| Job |
Transcribe every line of the records, from the line containing "Provide the pixel coordinates of one point on the black" down to the line containing "Provide the pixel coordinates of one point on the wood plank", both included.

::: Entries

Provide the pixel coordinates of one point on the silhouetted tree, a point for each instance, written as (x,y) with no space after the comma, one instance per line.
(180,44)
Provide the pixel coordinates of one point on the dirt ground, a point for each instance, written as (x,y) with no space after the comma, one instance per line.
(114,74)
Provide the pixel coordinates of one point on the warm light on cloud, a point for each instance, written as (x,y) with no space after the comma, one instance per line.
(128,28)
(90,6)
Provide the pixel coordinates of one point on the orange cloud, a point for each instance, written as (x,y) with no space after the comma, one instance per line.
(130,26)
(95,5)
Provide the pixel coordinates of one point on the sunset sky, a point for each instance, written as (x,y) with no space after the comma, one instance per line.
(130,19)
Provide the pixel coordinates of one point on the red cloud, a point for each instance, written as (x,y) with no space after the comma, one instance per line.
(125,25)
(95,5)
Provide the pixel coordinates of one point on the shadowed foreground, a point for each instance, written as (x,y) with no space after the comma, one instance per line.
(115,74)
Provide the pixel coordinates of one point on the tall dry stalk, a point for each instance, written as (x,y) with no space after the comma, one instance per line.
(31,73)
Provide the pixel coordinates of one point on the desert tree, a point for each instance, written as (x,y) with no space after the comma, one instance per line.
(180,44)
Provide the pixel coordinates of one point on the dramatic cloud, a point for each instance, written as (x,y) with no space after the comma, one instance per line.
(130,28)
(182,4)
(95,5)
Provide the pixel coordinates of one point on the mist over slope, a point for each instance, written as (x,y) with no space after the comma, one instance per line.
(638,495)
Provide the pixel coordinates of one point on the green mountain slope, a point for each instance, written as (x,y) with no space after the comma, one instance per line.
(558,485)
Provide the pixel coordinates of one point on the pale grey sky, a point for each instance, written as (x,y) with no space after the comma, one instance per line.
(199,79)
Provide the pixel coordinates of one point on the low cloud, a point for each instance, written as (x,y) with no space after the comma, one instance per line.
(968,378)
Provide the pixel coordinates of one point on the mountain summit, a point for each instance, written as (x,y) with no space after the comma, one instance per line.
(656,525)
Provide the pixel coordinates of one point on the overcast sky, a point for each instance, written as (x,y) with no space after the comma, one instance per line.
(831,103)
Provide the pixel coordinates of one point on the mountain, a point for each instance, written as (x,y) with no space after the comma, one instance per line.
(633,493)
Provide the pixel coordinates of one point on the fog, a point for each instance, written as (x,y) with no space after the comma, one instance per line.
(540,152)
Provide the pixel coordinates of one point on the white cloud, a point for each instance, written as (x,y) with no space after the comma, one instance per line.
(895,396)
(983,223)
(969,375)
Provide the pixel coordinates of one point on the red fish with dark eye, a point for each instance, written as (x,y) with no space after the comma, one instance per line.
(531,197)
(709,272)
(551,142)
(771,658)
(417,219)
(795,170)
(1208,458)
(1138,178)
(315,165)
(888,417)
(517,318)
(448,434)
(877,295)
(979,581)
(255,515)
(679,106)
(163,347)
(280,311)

::::::
::: Entries

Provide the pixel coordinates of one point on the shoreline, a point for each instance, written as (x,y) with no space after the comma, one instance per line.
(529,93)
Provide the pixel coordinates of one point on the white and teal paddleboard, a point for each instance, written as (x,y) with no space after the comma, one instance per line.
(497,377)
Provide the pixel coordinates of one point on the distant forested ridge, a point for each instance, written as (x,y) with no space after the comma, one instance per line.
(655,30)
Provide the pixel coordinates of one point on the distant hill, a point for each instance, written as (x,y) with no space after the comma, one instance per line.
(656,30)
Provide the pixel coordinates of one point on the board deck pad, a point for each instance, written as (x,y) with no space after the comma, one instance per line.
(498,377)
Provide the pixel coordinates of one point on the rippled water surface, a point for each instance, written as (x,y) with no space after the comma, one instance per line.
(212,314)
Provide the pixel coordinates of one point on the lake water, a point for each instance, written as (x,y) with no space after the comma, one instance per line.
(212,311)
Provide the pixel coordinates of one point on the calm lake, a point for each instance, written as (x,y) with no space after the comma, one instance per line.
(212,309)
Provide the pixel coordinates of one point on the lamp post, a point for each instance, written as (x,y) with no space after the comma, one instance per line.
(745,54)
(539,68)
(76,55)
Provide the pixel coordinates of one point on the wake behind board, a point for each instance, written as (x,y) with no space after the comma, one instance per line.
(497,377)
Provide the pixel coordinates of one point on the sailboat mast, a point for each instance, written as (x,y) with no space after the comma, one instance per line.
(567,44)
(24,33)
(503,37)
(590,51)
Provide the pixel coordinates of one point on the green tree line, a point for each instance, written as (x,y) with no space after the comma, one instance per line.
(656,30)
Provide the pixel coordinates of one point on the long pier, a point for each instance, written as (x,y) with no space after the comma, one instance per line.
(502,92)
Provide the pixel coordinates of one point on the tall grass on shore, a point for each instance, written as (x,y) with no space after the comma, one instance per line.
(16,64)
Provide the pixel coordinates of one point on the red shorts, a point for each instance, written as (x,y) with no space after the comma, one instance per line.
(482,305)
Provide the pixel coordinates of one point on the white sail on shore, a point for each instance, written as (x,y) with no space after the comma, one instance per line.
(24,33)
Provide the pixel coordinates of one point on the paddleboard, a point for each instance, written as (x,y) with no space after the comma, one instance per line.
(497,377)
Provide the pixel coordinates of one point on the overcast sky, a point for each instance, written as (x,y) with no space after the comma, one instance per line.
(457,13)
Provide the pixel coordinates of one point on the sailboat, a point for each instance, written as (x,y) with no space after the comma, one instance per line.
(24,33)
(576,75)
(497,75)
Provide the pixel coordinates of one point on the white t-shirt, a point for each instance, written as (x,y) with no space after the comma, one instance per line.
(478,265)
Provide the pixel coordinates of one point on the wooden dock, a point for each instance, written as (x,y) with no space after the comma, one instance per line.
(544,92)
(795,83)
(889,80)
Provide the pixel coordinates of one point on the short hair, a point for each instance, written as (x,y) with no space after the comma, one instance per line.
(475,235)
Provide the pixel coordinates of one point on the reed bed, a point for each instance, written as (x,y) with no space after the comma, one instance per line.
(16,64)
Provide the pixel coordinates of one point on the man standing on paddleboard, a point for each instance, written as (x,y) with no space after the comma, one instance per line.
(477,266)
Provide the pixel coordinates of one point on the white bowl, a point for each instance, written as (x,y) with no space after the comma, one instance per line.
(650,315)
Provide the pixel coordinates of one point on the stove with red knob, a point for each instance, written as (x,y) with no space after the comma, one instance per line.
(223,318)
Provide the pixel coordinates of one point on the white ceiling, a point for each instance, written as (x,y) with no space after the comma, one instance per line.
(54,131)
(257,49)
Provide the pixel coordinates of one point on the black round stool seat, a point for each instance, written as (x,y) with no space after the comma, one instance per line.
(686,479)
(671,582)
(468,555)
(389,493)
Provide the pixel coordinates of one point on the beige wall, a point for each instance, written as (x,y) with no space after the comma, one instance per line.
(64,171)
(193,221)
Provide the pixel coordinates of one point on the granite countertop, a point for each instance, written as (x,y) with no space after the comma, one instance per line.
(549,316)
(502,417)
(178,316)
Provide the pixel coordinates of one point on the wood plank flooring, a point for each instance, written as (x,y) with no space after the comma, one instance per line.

::::::

| Full output |
Provide the pixel coordinates of one point on the black round stool seat, a point for each instance, written as (x,y) with no space after the comma, one instance per line.
(686,479)
(671,582)
(468,555)
(389,493)
Provide the pixel coordinates of one point on the beige wall, a point for each instance, written as (x,y) with no space after the comma, one instance per line.
(64,171)
(193,221)
Provide the pixel coordinates of one point on the granite countertop, a point for each instance, written as (x,y) with no space after the comma, one instance per line.
(549,316)
(502,417)
(178,316)
Provide the pixel coordinates of one point on the wood plank flooring, a point for each instance, written as (x,y) with no space after the comma, one instance per line.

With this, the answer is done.